Intelligent Design Icon Intelligent Design

New Book by Biologist Michael Denton on Nature’s Miraculous “Primal Blueprint”

Miracle of the Cell
Image credit: Brian Gage.

The cynicism of our time poisons everything, from academic life to media coverage to personal relationships. It instructs us to look at each other with suspicion or mockery, at the cosmos with indifference, at life itself with a shrug. Onto the scene steps biologist Michael Denton, no conventional religious believer, who nevertheless announces that the basis of life, the cells that populate our bodies and those of all other organisms, bear evidence of a “miracle.”

Dr. Denton is a Senior Fellow with Discovery Institute’s Center for Science & Culture, a widely published biochemist who received his PhD at King’s College, London. His new book, The Miracle of the Cell, will be published on Monday, September 28. It is a lyrical exposition of what might otherwise seem like daunting technical material. In organisms like ourselves, we look to DNA with its coded messages as the “signature in the cell,” as philosopher of science Stephen Meyer has put it. Denton directs us to look still deeper to a “unique fitness paradigm,” the design of the chemical elements for cellular functioning.

The “Primal Blueprint”

What makes the cell possible is the atoms that comprise the Periodic Table, especially its first quarter. These were finely tuned by early in the history of the universe. For the wildly complex functions of cells, these atoms are “crafted with incredible precision.” Life itself, as it is now and as it was at its mysterious origin, depends on these functions that in turn reflect a “primal blueprint.” There is no accident here, but, indeed, a miracle, worked out far in advance.

• About this task
Carry on the article on Michael Denton's book The Miracle of the Cell, starting right after its last sentence. The listing that comes next is separate material with no connection to the article on Michael Denton's book.

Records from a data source
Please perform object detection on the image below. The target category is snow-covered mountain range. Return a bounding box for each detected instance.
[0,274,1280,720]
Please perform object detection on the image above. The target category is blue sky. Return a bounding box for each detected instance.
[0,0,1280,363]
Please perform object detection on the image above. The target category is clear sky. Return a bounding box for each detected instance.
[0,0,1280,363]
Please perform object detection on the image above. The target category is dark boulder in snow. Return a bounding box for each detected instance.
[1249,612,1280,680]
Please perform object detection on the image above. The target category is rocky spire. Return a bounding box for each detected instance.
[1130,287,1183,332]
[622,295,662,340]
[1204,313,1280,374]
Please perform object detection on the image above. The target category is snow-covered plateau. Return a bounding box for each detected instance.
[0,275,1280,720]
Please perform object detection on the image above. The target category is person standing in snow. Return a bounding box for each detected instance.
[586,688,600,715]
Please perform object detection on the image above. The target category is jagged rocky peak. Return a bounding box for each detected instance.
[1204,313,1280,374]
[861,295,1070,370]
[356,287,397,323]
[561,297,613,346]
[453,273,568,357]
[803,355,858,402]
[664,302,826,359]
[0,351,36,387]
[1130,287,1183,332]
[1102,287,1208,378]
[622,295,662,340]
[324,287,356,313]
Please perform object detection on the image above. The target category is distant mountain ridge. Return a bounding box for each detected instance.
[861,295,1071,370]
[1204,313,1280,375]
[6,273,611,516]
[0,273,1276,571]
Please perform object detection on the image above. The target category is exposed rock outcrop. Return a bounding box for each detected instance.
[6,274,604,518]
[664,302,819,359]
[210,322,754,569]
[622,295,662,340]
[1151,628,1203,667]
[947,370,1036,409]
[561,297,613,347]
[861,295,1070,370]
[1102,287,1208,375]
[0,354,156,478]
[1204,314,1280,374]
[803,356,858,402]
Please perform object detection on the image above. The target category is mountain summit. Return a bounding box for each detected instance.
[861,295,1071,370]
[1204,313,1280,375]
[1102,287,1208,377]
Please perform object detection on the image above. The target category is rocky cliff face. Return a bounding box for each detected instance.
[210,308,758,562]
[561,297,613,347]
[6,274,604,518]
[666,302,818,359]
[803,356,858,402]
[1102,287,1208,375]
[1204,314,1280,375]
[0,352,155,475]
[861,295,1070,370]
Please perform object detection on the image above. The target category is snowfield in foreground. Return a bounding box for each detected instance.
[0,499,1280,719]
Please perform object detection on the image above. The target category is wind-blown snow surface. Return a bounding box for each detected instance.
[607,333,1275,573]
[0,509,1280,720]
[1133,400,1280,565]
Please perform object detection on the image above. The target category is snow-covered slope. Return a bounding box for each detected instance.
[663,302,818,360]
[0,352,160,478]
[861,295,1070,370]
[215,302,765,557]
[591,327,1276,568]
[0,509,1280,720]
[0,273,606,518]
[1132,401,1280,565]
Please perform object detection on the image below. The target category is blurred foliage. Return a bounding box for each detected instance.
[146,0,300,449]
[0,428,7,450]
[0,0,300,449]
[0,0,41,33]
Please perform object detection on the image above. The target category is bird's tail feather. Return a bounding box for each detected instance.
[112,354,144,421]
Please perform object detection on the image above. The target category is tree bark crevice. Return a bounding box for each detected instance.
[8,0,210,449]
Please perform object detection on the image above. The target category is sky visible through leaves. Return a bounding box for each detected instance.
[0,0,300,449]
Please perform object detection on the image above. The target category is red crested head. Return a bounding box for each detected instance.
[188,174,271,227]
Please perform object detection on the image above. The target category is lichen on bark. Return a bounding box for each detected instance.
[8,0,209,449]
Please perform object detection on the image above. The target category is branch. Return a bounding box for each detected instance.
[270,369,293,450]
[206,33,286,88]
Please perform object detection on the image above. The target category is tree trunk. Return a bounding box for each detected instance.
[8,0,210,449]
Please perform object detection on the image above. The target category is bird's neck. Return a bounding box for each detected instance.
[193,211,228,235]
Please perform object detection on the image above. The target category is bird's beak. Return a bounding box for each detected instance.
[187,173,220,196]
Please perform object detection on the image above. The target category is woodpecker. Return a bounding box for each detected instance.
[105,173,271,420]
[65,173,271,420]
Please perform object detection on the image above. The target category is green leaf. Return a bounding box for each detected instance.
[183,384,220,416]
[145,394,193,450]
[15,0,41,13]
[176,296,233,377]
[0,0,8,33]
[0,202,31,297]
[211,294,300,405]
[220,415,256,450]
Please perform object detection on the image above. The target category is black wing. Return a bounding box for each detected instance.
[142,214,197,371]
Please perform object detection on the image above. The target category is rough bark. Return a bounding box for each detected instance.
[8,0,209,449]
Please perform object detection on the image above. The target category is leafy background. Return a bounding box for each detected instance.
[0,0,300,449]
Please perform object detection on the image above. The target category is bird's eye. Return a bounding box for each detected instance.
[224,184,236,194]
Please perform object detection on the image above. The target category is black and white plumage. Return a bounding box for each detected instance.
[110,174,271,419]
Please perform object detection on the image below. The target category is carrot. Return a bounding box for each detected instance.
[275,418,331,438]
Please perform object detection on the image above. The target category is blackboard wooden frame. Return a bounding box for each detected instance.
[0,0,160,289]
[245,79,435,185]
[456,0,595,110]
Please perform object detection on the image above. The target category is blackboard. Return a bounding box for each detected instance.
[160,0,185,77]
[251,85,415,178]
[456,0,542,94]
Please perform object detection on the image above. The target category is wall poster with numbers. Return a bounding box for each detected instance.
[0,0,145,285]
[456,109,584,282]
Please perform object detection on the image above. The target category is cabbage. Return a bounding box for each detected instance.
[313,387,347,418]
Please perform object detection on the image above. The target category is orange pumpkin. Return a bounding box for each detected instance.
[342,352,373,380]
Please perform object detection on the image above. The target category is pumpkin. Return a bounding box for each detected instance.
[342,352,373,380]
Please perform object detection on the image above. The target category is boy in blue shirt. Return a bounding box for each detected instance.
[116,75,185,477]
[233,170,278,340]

• Task response
Denton’s chapters cover the carbon atom, chemical bonds, the nonmetals elements hydrogen, oxygen, and nitrogen, the metal elements, and the “matrix” of life, water.

We can think of the design in nature at opposing poles: the “infinitely large” (the design of universe) and the “infinitely small” (the atoms). Denton asks us to consider cells as the “infinitely complex.” To see cells in action, he notes a remarkable video, “Neutrophil Chasing Bacteria,” made in the 1950s by a researcher at Vanderbilt University. In the video, we observe a white blood cell (a neutrophil) as it pursues a fleeing Staphylococcus aureus bacterium. The outcome (a staph infection, should the body’s defenses fail) can mean life or death for us.

Denton observes:

What one witnesses there seems to transcend all our intuitions: A tiny speck of matter, invisible to the naked eye, so small that one hundred of them could be lined up across the top of a pin, is seemingly endowed with intention and agency. It’s like watching a house cat chasing a mouse, or a cheetah chasing a gazelle on the African savanna, or indeed a man chasing down a kudu on the Kalahari.

Why Not the Neutrophil? 

We offer arguments for intelligent design when it comes to the cat, the mouse, the cheetah, the gazelle, the kudu, or the man. Why not the neutrophil, which seem to enjoy an existence hardly less complex than ours? While analogies are perilous, the cells in their enormous variety display gifts found in whole organisms. Some, if we permit ourselves a bit of liberty in speaking of their realm, can “see,” “smell,” and of course self-replicate.

Long before the first cell, the atoms had been prepared, with exceeding care, to make life possible. Whereas the first life on Earth, with its requisite intelligent coding, goes back perhaps 4 billion years, the design of the atoms must extend to more like 13 billion years, not long after the Big Bang.

This places the locus of the design of nature firmly “in the beginning,” reinforcing other observations of fine-tuning at the start of physical existence. This is a new frontier for intelligent design, but at the same time a very old one. It offers powerful testimony of purpose and meaning, against nihilism and cynicism, a welcome gift from a great biologist.